** begin Records for the task **

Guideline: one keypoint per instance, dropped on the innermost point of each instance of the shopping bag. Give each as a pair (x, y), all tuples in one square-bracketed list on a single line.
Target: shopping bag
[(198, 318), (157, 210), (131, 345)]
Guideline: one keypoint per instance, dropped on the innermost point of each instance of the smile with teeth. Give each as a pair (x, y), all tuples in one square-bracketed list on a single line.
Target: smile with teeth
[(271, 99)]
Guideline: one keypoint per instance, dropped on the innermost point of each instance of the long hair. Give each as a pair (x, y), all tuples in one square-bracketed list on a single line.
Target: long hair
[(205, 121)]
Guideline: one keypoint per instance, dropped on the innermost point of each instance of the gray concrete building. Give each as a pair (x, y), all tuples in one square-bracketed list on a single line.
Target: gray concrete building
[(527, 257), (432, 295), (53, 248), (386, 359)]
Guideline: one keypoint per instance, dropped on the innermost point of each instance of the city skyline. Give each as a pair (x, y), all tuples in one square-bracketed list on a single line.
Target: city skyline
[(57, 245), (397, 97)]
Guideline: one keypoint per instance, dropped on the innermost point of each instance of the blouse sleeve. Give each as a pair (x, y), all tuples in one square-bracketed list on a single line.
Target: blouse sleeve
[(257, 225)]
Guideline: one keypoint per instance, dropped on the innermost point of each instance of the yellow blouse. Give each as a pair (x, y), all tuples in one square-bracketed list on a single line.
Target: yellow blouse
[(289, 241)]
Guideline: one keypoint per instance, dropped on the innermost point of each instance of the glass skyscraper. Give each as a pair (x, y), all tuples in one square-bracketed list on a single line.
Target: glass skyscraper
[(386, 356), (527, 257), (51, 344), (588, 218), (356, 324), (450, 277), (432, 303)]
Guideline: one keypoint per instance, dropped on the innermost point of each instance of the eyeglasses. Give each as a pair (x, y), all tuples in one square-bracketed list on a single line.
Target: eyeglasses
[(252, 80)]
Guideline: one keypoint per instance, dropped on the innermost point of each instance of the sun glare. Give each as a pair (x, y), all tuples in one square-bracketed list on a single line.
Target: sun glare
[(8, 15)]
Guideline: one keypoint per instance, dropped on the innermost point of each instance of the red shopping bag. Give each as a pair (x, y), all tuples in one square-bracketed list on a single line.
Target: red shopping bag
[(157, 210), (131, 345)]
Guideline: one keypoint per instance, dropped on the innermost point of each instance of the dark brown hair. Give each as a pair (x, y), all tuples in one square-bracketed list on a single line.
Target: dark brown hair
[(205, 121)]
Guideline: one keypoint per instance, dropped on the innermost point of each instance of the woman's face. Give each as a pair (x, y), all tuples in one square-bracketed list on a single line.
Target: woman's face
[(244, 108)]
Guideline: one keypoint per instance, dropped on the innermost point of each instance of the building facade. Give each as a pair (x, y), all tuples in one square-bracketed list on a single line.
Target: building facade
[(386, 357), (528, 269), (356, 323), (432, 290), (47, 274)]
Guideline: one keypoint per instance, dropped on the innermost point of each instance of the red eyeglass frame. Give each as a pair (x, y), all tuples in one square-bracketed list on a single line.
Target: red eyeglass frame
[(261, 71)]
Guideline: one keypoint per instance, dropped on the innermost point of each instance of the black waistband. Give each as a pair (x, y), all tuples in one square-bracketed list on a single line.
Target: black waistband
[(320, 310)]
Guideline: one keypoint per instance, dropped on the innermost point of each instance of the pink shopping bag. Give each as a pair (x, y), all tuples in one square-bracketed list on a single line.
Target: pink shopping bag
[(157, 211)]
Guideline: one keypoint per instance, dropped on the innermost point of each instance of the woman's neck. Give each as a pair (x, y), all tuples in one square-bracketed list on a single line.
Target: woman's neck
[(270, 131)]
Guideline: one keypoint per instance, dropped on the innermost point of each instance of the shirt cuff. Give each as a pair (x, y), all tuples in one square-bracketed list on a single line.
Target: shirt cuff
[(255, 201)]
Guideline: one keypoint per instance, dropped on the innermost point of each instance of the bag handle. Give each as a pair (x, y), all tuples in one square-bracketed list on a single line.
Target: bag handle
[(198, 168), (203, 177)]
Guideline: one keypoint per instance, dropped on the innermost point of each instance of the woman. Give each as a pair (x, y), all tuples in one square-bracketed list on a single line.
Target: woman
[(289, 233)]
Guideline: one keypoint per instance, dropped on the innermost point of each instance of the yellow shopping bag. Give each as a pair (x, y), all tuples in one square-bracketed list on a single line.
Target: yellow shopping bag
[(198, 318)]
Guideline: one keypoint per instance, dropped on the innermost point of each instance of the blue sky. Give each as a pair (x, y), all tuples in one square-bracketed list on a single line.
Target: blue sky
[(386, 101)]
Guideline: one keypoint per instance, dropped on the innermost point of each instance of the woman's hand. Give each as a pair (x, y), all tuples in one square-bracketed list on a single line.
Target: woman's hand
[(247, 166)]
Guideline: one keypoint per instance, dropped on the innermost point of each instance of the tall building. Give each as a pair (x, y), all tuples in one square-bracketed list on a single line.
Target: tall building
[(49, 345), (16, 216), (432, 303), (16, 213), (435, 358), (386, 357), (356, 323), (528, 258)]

** end Records for the task **

__What is expected__.
Swap "keypoint" for "marker" everywhere in the lines above, and leave every other part as it is.

__Output of the exercise__.
Guideline: one marker per instance, dropped on the innermost point of each instance of the shopping bag. Give each as a pair (x, y), all tuples in one square-bracketed list on a single line.
Target: shopping bag
[(198, 318), (157, 210), (131, 345)]
Guideline: one marker per instance, dropped on the innermost point of each instance of the smile with teeth. Give each as a pair (x, y), all tuples in one square-bracketed list on a single line.
Target: smile with teeth
[(271, 99)]
Guideline: one marker per instance, dropped on the innermost point of each instance of the long hair. Give each as a pair (x, y), all tuples in one square-bracketed list on a single line.
Target: long hair
[(205, 121)]
Guideline: one marker per instance, dropped on the innermost point of each instance of the gray concrete building. Give each as a pair (x, y), all tuples in one square-bracketed list on a single line.
Target: gray concrete building
[(527, 257), (432, 295), (53, 248), (386, 359)]
Guideline: one marker per instance, dropped on the innermost point of each instance of the city skyline. Give each as a pair (x, y), all tuples in one square-bracketed list on a single line.
Target: city skyline
[(57, 245), (397, 97)]
Guideline: one marker per instance, dropped on the innermost point of each instance of the blouse sleeve. Give each as a pair (x, y), all tuples in one square-bracketed list on a single line.
Target: blouse sleeve
[(257, 225)]
Guideline: one marker per instance, dropped on the innermost point of each instance of the yellow blouse. Give each as a pair (x, y), all tuples in one square-bracketed list on a single line.
Target: yellow blouse
[(289, 241)]
Guideline: one marker per instance, dropped on the innermost point of each instance of the glass skyscraper. Give each as a pair (x, y), all tuples in one square-bracketed list on a single line.
Target: glass skyscraper
[(386, 356), (527, 257), (51, 344), (588, 218), (356, 324), (450, 277), (432, 303)]
Guideline: one marker per instance, dropped on the innermost point of each instance of the eyeglasses. Give each as a pair (x, y), all tuples in one square-bracketed list on a single line.
Target: eyeglasses
[(252, 80)]
Guideline: one marker per instance, dropped on the innermost point of each instance of the sun glare. Give each as a pair (x, y), all tuples in one square-bracketed list on a single line.
Target: sun glare
[(8, 15)]
Guideline: one marker per instance, dropped on the innermost point of each instance of the red shopping bag. Give each as a pair (x, y), all tuples in one square-bracketed list on a single line.
Target: red shopping bag
[(157, 210), (131, 345)]
Guideline: one marker per instance, dropped on the innermost point of each instance of the dark brown hair. Give each as a pair (x, y), all tuples in one square-bracketed list on a single line.
Target: dark brown hair
[(205, 121)]
Guideline: one marker per instance, dropped on the innermost point of each instance of the woman's face. Give each as a pair (x, y), all tuples in one square-bracketed list on a single line.
Target: woman's face
[(244, 108)]
Guideline: one marker per instance, dropped on the innermost point of each instance of the building facade. Give each as a pair (x, y), all tuples in one square-bracketed list on a single line.
Target: building facade
[(386, 357), (528, 269), (356, 323), (432, 290), (47, 274)]
Guideline: one marker per instance, dropped on the innermost point of each instance of the red eyeglass frame. Give each as a pair (x, y), all tuples in one square-bracketed list on a single line.
Target: red eyeglass frame
[(261, 71)]
Guideline: one marker per instance, dropped on the innermost point of each instance of the black waistband. Give each as a pair (x, y), all tuples in one square-bracketed list on a single line.
Target: black waistband
[(320, 310)]
Guideline: one marker per instance, dropped on the innermost point of each instance of the pink shopping bag. Give each as a pair (x, y), all tuples in one square-bracketed list on a single line.
Target: pink shopping bag
[(157, 211)]
Guideline: one marker per instance, dropped on the innermost point of each instance of the woman's neck. Give each as a pair (x, y), all tuples in one square-bracketed list on a single line.
Target: woman's neck
[(270, 131)]
Guideline: one marker per instance, dropped on the innermost point of each instance of the shirt cuff. Give each as a pair (x, y), all tuples in one square-bracketed list on a single line.
Target: shirt cuff
[(255, 201)]
Guideline: one marker per instance, dropped on the innermost point of each instance of the bag handle. Give each as a pair (x, y), all tuples in one square-bracketed list on a single line.
Target: bag handle
[(198, 168), (203, 177)]
Guideline: one marker per instance, dropped on the innermost point of each instance of the woman. Give each as a pair (x, y), all tuples in one square-bracketed list on a single line.
Target: woman
[(289, 233)]
Guideline: one marker per instance, dropped on the innermost point of each instance of the yellow shopping bag. Give each as a pair (x, y), all tuples in one square-bracketed list on a single line.
Target: yellow shopping bag
[(198, 318)]
Guideline: one marker per instance, dropped on the innermost point of each instance of the blue sky. Give each as a pair (x, y), all tuples in one square-bracketed list on a single line.
Target: blue sky
[(386, 101)]
Guideline: one marker per instance, dropped on the innermost point of each instance of the woman's hand. Give each as a pair (x, y), all tuples in one square-bracketed list on a single line.
Target: woman's hand
[(247, 166)]
Guideline: one marker per instance, dropped on the innermost point of each instance of the tall building. Give each as a pair (x, y), all tuples in one square-bracketed list on a single line.
Target: tall building
[(49, 345), (16, 216), (432, 303), (16, 213), (435, 358), (386, 357), (356, 323), (528, 258)]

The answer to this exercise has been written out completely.